Excerpts from a point labeling dataset:
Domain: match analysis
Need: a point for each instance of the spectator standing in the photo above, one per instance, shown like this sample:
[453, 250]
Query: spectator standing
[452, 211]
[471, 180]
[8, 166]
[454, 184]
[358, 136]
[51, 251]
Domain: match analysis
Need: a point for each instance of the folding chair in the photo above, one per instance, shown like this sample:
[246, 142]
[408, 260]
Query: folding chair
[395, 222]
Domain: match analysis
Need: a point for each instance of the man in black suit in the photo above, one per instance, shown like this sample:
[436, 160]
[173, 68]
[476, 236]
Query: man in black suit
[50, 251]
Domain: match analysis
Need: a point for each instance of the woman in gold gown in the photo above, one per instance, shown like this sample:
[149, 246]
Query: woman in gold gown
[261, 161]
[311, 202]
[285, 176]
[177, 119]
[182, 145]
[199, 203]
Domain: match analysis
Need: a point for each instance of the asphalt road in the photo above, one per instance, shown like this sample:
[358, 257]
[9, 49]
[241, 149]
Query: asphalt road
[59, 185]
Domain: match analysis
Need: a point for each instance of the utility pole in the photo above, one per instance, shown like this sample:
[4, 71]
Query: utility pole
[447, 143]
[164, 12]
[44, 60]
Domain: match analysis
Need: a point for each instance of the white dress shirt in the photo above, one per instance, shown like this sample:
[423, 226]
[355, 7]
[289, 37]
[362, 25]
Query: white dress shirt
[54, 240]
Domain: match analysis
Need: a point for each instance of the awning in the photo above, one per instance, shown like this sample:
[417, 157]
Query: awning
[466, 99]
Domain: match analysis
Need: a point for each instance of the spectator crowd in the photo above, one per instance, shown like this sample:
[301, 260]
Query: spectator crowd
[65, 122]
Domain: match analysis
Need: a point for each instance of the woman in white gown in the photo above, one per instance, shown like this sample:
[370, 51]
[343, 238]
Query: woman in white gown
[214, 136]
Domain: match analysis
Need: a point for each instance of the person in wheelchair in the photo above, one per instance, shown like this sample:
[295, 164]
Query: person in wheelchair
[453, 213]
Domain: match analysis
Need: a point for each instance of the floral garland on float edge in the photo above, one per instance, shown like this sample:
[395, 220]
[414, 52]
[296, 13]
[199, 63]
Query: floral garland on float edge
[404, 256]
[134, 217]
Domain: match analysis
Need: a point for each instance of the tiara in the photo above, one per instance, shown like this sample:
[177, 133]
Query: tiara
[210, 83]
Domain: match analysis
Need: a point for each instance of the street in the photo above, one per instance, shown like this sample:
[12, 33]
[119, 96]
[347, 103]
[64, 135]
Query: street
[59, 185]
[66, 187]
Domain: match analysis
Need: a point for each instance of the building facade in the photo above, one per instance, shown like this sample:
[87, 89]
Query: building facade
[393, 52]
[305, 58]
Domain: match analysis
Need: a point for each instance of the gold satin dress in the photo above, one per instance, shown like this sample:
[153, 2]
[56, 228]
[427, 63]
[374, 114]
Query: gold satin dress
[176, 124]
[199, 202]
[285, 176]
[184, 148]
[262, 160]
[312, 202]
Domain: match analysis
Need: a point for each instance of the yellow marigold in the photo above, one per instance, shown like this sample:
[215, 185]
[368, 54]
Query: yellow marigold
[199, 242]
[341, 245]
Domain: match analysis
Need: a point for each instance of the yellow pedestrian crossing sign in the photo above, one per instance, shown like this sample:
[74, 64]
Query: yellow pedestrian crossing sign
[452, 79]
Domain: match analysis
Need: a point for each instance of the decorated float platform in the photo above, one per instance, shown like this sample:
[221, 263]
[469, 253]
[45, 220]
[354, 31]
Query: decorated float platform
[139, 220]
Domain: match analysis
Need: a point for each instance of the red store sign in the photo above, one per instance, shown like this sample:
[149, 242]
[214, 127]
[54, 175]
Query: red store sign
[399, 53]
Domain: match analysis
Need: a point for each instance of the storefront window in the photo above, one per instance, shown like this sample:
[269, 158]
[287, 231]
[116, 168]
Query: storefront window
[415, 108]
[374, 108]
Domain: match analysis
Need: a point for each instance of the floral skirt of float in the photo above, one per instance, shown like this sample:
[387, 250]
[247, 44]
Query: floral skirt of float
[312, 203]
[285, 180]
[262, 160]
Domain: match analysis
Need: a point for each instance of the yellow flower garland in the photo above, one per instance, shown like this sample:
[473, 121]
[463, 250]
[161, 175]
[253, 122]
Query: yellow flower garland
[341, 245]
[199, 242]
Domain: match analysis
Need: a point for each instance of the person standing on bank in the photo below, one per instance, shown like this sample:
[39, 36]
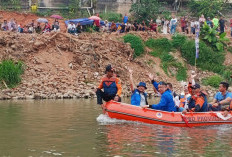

TASK TO COMPLETE:
Tally the lines in the listing above that contain the string "edge", where case counts. Give only the number.

COMPLETE RESPONSE:
2